## Extracted text
Clarify difference between output and h_n in RNN?

rfmac · March 17, 2022, 5:16pm

Hello, @jayz!

I’m not a specialist in RNNs too and also got confused when learning them.
But I think I can help you in this case

Answering you questions:

Q1: if we wanted to have just the last / most recent hidden state, we would simply slice the last column h_L of that matrix?
Q2: there is h_n, which, as I understand, is exactly this last column of the matrix?
A: For both questions, the answer is yes. For RNNs and GRUs it’s right.

Q3: do I misunderstand the whole thing?
A: No, you undestood it correctly, but it’s correct for the classic RNN and for GRU. For them, the output is also used as the hidden state.
What maybe you didn’t learn yet or are not considering is that there is another type of RNN called LSTM (Long-Short Term Memory). This architecture actually computes two values, one for the output and other for hidden state.
If I’m not wrong, the classic RNN was first developed, then LSTM and finally GRU is a simplification of the LSTM.

Q4: Is this returned for convenience?
A: Yes, returned for convenience, considering different types of RNNs (classic, LSTM or GRU).
Now that you know that LSTM computes two different values for output and hidden state, Pytorch simply returns h_n in all RNNs implementations so that you can freely exchange the type of RNN without needing to change your whole code.

Q5: Furthermore, if we wanted to learn the output of the rnn cell with a different dimension than the hidden state has, we would put for instance a fully connected layer with dimension (Hout,O) “on top” of the last state of the rnn, where O is the intended size of the output? Then, if we wanted to return an entire sequence, we would apply the learned hidden-to-output function with weight matrix dimension (Hout,O) to as many past hidden states as the desired prediction sequence length?
A: In the classic RNN, it’s not possible to use different dimensions for output e hidden state, exactly because they are the same. To set different dimensions for output and hidden state, you have to use another architecture, just like LSTM.

Finally, here is an image with the details of the classic RNN, LSTM and GRU:
RNN_LSTM_GRU

Hope that it helps you!

Best regards,
Rafael Macedo.

## Extracted records
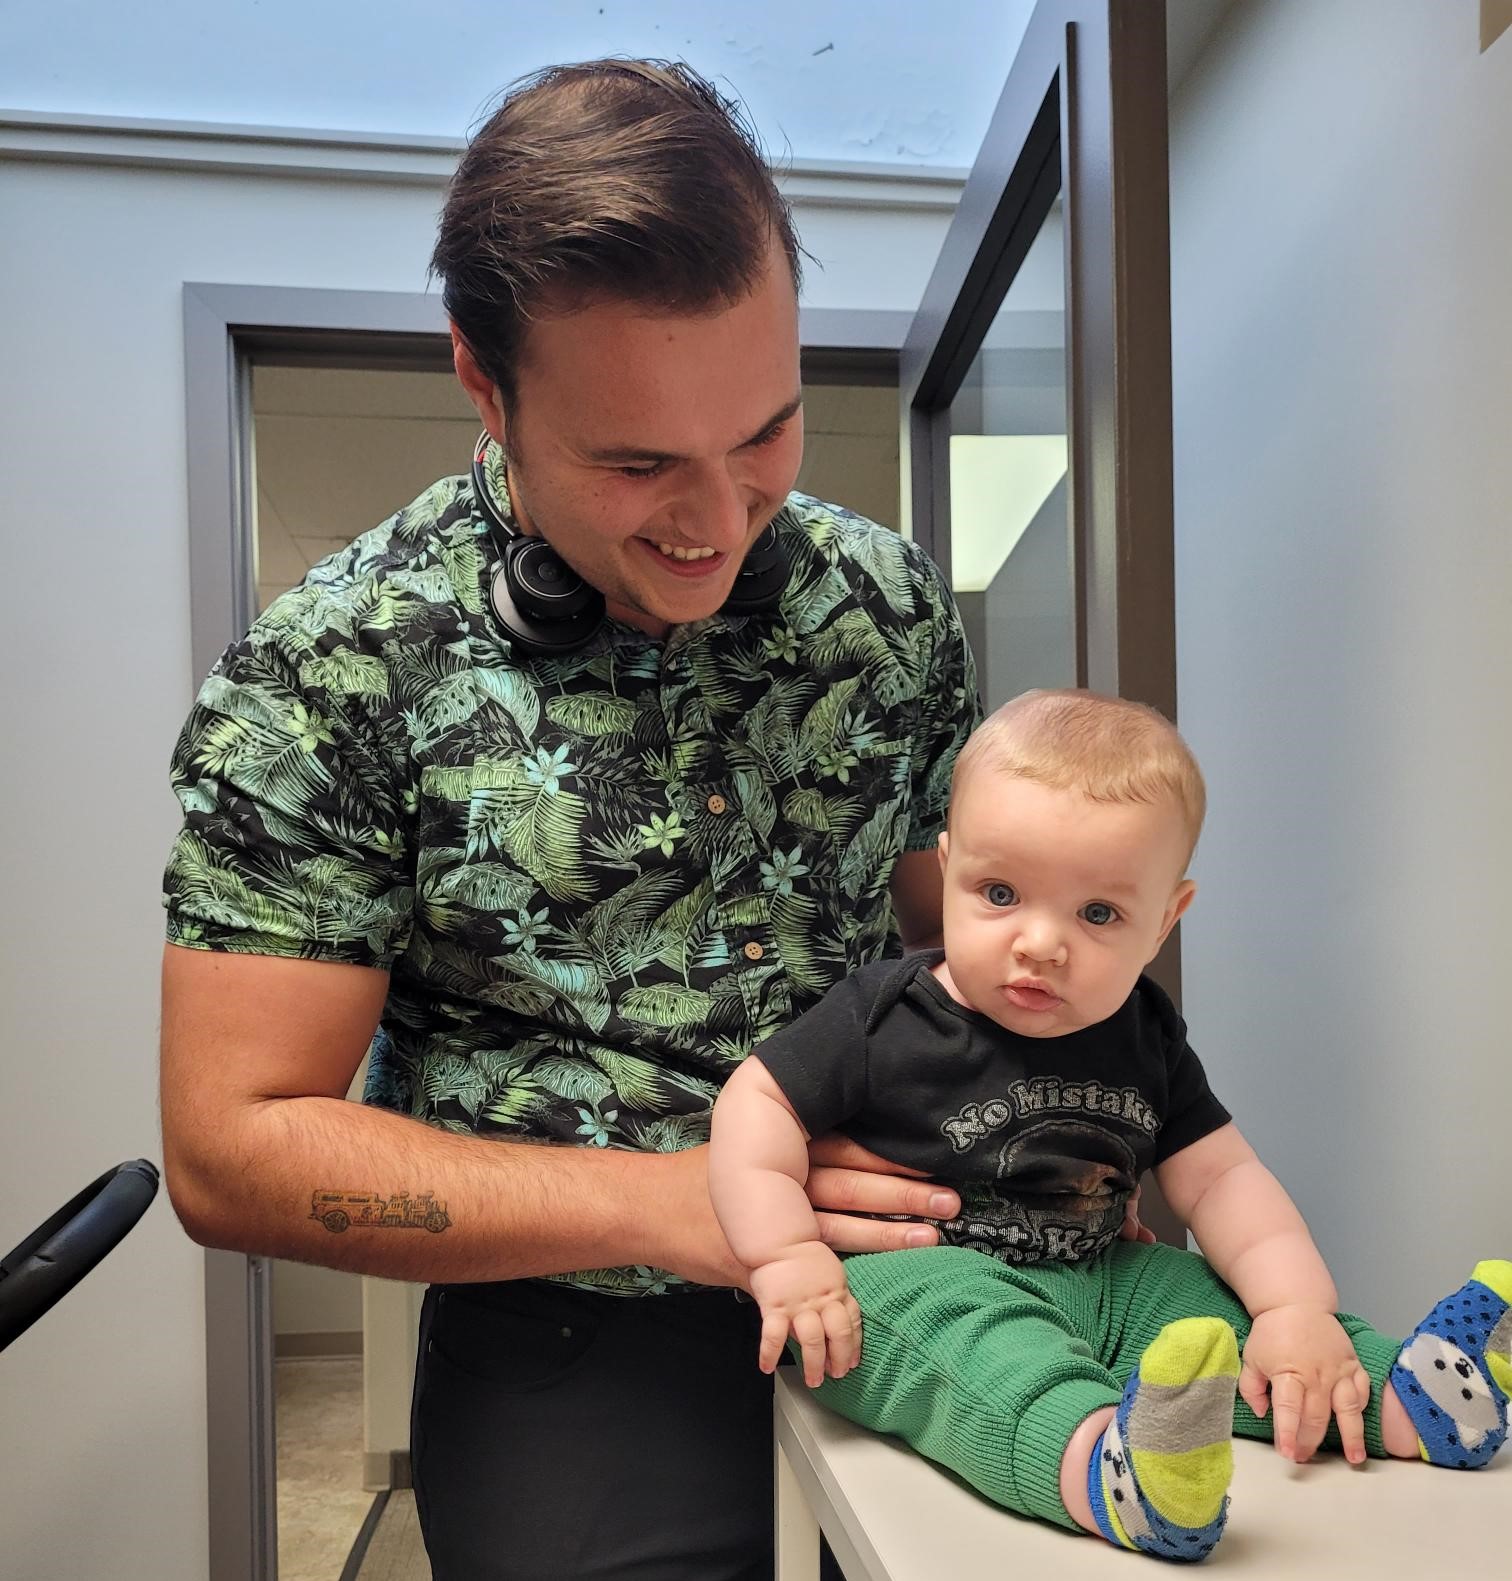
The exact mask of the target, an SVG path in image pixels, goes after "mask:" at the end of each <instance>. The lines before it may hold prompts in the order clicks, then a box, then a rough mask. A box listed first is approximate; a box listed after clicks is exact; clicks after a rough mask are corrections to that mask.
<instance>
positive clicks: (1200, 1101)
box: [1155, 1018, 1232, 1164]
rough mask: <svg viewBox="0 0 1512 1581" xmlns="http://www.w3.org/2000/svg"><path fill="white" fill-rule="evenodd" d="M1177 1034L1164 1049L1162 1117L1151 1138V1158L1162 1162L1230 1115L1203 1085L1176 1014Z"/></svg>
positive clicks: (1179, 1150)
mask: <svg viewBox="0 0 1512 1581" xmlns="http://www.w3.org/2000/svg"><path fill="white" fill-rule="evenodd" d="M1177 1026H1178V1029H1180V1031H1178V1036H1177V1037H1174V1039H1172V1042H1170V1043H1169V1047H1167V1053H1166V1094H1167V1099H1166V1104H1167V1107H1166V1119H1164V1123H1162V1124H1161V1134H1159V1135H1158V1137H1156V1138H1155V1162H1156V1164H1164V1162H1166V1159H1169V1157H1170V1156H1172V1154H1175V1153H1180V1151H1181V1149H1183V1148H1189V1146H1191V1145H1193V1143H1194V1141H1200V1140H1202V1138H1204V1137H1205V1135H1208V1134H1210V1132H1213V1130H1218V1127H1219V1126H1227V1123H1229V1119H1230V1118H1232V1116H1230V1115H1229V1111H1227V1110H1226V1108H1224V1107H1223V1104H1219V1102H1218V1099H1216V1097H1215V1096H1213V1089H1211V1088H1210V1086H1208V1085H1207V1072H1205V1070H1204V1069H1202V1061H1200V1059H1199V1058H1197V1056H1196V1055H1194V1053H1193V1048H1191V1043H1188V1042H1186V1028H1185V1026H1183V1024H1181V1021H1180V1018H1177Z"/></svg>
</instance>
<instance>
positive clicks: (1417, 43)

## Exercises to complete
A) In the RNN forum reply, condense the paragraph beginning "What maybe you didn't learn yet" into one shorter sentence that keeps its main facts.
B) In the RNN forum reply, copy the passage starting at "A: Yes, returned" and ending at "your whole code.", swapping "exchange" for "swap".

## Answer section
A) LSTM (Long-Short Term Memory) is another type of RNN that may not have been covered yet, and it computes two values: one for the output and one for the hidden state.

B)
A: Yes, returned for convenience, considering different types of RNNs (classic, LSTM or GRU).
Now that you know that LSTM computes two different values for output and hidden state, Pytorch simply returns h_n in all RNNs implementations so that you can freely swap the type of RNN without needing to change your whole code.